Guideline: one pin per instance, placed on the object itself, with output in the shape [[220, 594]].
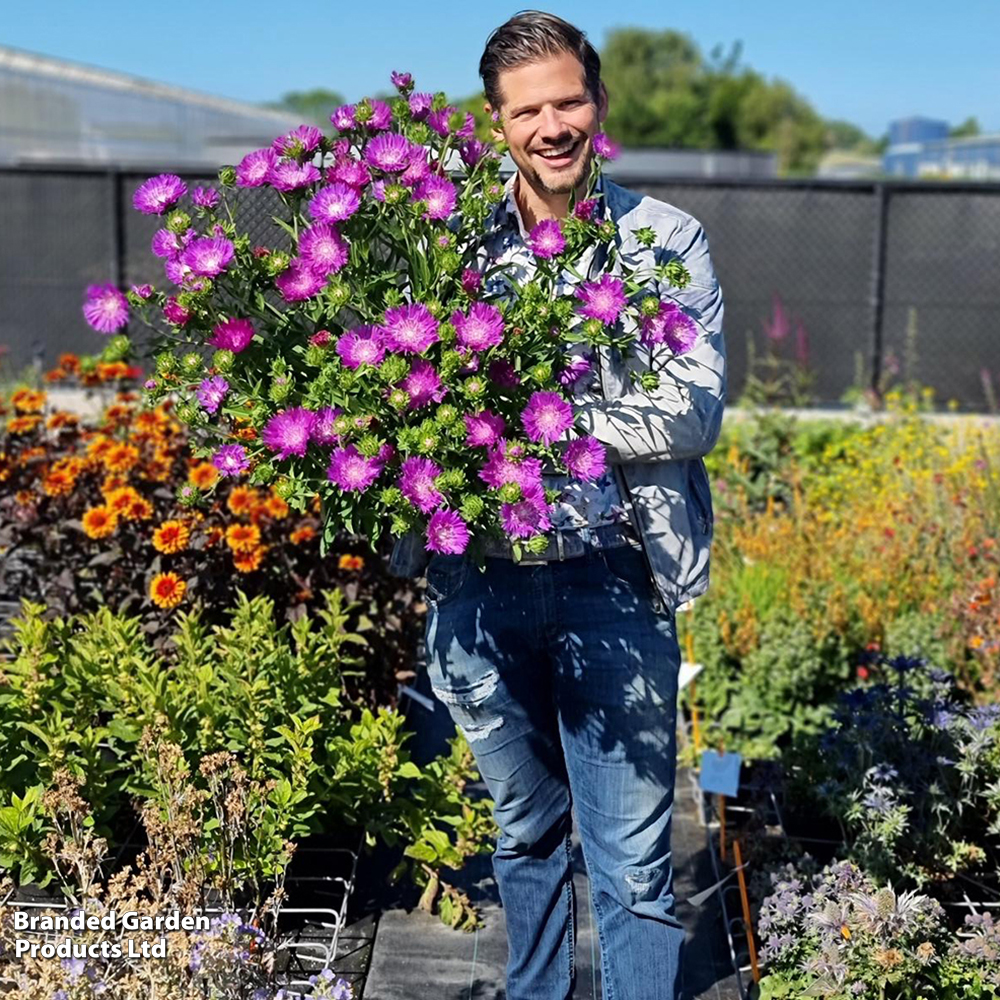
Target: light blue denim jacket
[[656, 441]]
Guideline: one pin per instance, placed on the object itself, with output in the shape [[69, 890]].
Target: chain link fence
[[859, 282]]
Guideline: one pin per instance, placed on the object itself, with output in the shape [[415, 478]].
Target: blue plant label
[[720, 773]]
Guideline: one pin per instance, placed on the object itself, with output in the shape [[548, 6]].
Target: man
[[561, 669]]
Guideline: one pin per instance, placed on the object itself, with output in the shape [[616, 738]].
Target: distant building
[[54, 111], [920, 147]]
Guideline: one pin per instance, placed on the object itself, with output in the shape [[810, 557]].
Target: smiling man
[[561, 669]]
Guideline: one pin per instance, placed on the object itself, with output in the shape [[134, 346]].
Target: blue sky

---+---

Замените «sky» на «clouds» в строках, начиная со строки с «shape [[134, 346]].» и до конца записей, и приведите эти строки целиком. Остальное оставьте без изменений.

§ Решение:
Guideline: one pin per instance, placed on the object itself, with output in the shape [[134, 346]].
Target: blue clouds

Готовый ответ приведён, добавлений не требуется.